Reprenez le discours ci-dessous sur le sort des travailleurs et poursuivez-le à partir de sa dernière phrase.

## Texte du document
────────────────────────────────────────

Intervention d'Arlette Laguiller :
Travailleuses, travailleurs, amis et camarades,
Oui, la dégradation des conditions d'existence du monde du travail est évidente, générale et intolérable. Elle touche tous les aspects de la vie des travailleurs. De tous les travailleurs, car le recul général n'épargne aucune région, aucune corporation, aucune catégorie d'âge.
La classe capitaliste n'a jamais été tendre avec la classe ouvrière et ne peut pas l'être parce que ses capitaux, sa richesse, sa position sociale, viennent de l'exploitation. Mais, depuis un quart de siècle au bas mot que leur économie, l'économie de marché, est poussive, le patronat mène une véritable guerre, une guerre sociale féroce, pour abaisser toujours plus la part des travailleurs dans le revenu global, afin d'augmenter celle des possesseurs de capitaux.
Il le fait en freinant ou en abaissant les salaires, en remplaçant les contrats définitifs par des contrats précaires mal payés, en licenciant une partie des effectifs pour produire autant et même plus avec moins de travailleurs, en augmentant le rythme et l'intensité du travail. Il le fait au travers d'innombrables mesures de réorganisation plus ou moins douloureuses, m ais toutes destinées à tirer des travailleurs le maximum, en les usant jusqu'aux limites du supportable. Et si, depuis deux ans, les profits des grandes entreprises s'envolent, ils ont pour contrepartie l'abaissement du niveau de vie et l'usure plus grande de ceux qui travaillent et une misère plus grande pour ceux qui ont été rejetés vers le chômage.
Mais ces profits ont, également, pour contrepartie tout ce qui est en recul dans une vie ouvrière en dehors même du lieu de travail : des soins de plus mauvaise qualité pour ceux qui en ont besoin et plus mal remboursés, l'âge de la retraite repoussé et des pensions insuffisantes, la détérioration de ce qui, dans les services publics, est utile surtout aux classes populaires, des hôpitaux à l'éducation des enfants des quartiers populaires, en passant par les transports collectifs.
Tout cela ne dépend pas directement du patronat mais de l'Etat et des gouvernements successifs. Mais, justement, toutes les économies faites au détriment de tout ce qui est utile aux classes populaires sont faites, non pas par nécessité, mais par choix, dans le but de permettre à l'Etat de consacrer une fraction croissante de ses moyens, qui sont énormes, à accroître les profits des entreprises et, directement ou indirectement, la richesse de la bourgeoisie.
Tout au long de ce quart de siècle d'offensives du patronat contre les travailleurs, le grand patronat a toujours pu compter sur le soutien indéfectible, permanent, multiforme, des gouvernements qui se sont succédé.

────────────────────────────────────────

Lignes d'un jeu de données
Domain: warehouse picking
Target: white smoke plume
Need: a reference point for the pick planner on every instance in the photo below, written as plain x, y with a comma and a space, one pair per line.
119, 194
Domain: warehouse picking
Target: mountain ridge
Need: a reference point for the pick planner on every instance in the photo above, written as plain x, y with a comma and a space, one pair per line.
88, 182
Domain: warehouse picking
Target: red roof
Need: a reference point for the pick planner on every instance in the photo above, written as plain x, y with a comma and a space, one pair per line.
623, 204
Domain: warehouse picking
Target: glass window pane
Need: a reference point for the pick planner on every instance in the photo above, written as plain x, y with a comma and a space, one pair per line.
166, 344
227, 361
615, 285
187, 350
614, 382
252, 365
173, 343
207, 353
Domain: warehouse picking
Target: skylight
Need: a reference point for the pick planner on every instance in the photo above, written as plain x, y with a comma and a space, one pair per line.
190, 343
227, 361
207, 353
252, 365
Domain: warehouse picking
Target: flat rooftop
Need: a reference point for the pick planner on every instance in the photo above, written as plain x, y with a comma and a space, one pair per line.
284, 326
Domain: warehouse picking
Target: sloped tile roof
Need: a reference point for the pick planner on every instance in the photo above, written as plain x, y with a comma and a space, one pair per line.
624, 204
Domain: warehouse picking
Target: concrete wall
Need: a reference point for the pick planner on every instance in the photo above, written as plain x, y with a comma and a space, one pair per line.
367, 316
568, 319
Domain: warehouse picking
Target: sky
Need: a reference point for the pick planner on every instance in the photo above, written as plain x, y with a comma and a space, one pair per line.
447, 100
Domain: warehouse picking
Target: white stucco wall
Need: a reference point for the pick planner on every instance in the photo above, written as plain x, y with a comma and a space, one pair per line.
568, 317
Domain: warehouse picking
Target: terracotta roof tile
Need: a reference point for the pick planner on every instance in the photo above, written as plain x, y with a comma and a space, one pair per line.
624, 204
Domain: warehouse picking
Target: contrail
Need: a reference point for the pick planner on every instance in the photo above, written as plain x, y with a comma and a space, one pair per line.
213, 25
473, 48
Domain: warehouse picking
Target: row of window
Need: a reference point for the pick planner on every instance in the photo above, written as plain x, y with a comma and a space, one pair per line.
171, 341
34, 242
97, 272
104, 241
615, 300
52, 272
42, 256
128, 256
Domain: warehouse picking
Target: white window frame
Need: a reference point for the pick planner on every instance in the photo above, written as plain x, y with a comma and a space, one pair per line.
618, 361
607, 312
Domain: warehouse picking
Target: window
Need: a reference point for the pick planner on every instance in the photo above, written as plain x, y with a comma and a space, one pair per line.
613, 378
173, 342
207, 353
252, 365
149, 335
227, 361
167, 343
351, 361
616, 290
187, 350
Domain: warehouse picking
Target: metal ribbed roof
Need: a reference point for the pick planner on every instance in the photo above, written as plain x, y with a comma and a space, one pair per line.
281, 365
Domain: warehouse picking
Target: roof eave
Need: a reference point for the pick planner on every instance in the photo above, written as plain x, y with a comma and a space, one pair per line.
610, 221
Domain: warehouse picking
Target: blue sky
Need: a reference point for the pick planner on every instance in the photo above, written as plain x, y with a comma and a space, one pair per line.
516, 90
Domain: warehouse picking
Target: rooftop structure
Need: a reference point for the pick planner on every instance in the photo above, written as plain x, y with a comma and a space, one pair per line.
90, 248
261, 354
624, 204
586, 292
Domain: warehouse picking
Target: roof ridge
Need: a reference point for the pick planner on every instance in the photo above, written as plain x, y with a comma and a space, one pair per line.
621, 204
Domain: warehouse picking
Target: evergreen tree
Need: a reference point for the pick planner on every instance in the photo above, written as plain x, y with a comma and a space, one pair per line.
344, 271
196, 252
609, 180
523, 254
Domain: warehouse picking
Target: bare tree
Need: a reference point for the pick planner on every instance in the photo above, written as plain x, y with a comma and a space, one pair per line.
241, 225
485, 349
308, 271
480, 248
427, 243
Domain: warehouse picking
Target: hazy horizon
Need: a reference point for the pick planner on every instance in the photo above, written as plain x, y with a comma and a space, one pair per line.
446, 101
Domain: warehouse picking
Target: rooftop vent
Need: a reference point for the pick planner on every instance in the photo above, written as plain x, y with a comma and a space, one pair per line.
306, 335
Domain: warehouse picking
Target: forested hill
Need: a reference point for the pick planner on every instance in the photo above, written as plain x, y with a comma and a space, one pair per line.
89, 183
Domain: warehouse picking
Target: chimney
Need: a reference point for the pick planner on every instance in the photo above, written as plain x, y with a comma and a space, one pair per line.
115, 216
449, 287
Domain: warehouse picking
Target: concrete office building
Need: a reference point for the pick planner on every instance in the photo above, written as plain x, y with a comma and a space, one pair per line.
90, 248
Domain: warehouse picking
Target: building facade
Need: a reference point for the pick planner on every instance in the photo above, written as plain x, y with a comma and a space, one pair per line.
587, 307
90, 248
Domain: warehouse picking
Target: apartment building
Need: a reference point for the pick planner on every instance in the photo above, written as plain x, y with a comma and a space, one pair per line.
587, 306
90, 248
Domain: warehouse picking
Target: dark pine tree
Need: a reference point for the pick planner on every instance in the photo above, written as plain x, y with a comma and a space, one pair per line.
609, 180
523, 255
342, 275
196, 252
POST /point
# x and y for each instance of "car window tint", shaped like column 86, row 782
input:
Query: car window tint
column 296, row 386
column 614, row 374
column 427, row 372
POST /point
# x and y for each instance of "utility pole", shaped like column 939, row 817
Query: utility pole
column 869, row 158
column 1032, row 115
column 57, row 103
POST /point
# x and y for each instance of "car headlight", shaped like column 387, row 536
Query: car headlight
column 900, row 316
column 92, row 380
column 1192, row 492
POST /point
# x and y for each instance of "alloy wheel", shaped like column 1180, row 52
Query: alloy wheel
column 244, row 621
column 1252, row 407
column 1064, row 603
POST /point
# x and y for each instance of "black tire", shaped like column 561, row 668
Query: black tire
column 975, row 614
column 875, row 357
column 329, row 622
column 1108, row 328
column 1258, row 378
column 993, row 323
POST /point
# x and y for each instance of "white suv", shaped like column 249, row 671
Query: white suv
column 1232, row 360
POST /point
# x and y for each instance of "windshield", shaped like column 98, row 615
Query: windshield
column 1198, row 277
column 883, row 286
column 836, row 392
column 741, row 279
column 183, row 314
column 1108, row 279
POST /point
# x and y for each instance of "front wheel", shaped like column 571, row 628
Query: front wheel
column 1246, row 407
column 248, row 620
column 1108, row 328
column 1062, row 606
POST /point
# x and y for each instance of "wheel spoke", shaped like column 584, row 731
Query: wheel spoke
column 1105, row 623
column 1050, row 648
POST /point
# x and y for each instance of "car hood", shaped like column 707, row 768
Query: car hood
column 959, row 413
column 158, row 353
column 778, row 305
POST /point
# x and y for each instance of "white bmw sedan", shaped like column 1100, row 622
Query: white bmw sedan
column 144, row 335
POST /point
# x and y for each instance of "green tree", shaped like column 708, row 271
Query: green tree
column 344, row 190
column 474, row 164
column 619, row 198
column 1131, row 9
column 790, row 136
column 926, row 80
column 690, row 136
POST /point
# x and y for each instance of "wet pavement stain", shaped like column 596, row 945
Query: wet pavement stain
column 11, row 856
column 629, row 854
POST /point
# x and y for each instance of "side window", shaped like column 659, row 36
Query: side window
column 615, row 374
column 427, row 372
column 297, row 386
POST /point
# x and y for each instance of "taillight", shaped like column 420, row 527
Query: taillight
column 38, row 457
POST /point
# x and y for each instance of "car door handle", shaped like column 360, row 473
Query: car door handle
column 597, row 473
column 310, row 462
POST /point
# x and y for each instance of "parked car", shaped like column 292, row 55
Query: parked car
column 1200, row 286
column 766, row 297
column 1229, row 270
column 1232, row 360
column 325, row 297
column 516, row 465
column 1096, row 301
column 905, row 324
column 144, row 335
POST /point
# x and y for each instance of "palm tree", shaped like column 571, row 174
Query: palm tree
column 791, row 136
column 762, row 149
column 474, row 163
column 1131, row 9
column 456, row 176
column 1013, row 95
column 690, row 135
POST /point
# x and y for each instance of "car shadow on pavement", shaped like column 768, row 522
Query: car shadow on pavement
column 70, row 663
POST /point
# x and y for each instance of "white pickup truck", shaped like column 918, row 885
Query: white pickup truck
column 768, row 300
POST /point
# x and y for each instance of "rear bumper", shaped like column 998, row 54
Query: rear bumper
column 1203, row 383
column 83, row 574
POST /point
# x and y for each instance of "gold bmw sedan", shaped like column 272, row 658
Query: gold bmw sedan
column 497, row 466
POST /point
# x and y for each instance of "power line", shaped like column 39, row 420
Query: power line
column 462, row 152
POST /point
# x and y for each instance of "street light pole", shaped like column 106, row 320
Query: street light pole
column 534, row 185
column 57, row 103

────────────────────────────────────────

## Résultat
En tentant de récapituler les mesures qui ont contribué à rendre la vie des travailleurs de plus en plus difficile, on ne sait même plus quel était le gouvernement qui les a prises et quelle était son étiquette politique. La seule chose qui est sûre, c'est que toutes les mesures sont allées dans le même sens. Et presque jamais dans le sens de rendre la vie des travailleurs moins dure.
Comment se rappeler qui a porté quel coup contre les travailleurs alors que, depuis 1981 et l'élection à la présidence de François Mitterrand, la gauche a gouverné, en alternance avec la droite, à peu près aussi longtemps l'une que l'autre, quand elles n'ont pas gouverné ensemble : tantôt c'est le pseudo-« socialiste » Mitterrand, président pendant 14 ans, qui a gouverné avec un Premier ministre de droite comme Chirac ou Balladur ; tantôt, c'est le président de droite Chirac qui a gouverné avec un Premier ministre socialiste, Jospin.
Depuis trois ans, et le président de la République, et le gouvernement sont de droite. C'est certainement le gouvernement le plus réactionnaire, le plus ouvertement anti-ouvrier que le pays ait connu depuis bien longtemps. Jamais les mesures contre les travailleurs ne se sont succédé à un rythme aussi effréné : contre la protection sociale, contre les retraites, contre la législation du travail. Rarement, aussi, un gouvernement n'a affiché une hostilité aussi viscérale au monde du travail et aux pauvres pour flatter les préjugés de la vaste classe des possédants grands et petits que compte ce pays.
Mais comment oublier que Chirac, cet homme de droite, a bénéficié, à l'élection présidentielle de 2002, du soutien des partis de gauche qui ont osé appeler à voter pour lui sous le prétexte fallacieux d'empêcher un homme de droite encore pire, Le Pen, d'arriver à la présidence. Ils savaient tous que Chirac aurait été de toute façon élu avec les votes de son propre électorat. Mais la gauche, soucieuse surtout d'éviter que l'on discute du bilan, désastreux pour les classes populaires, des cinq ans du gouvernement Jospin, toute honte bue, a choisi de s'aligner derrière Chirac. Elle a présenté cet homme de droite en rempart de la société contre la menace de l'extrême droite. On voit pourtant aujourd'hui que voter pour Chirac, c'était aussi voter pour tous les siens, y compris pour Sarkozy, ce ministre de l'Intérieur dont la démagogie, les intentions politiques, jusqu'à ses mots et son mépris des pauvres, ressemblent tant à ceux de Le Pen.
Alors, bien sûr, la droite au pouvoir mène une politique tellement anti-ouvrière qu'elle fait oublier la politique de Jospin. On entend aujourd'hui les dignitaires socialistes présenter les cinq ans du gouvernement de Jospin comme une époque bénie ! Le Parti socialiste espère qu'il n'a pas à faire de promesses, et surtout pas à prendre le moindre engagement, pour que l'électorat populaire n'ait pas d'autre choix aux élections de 2007 que de voter pour lui, par dégoût des autres.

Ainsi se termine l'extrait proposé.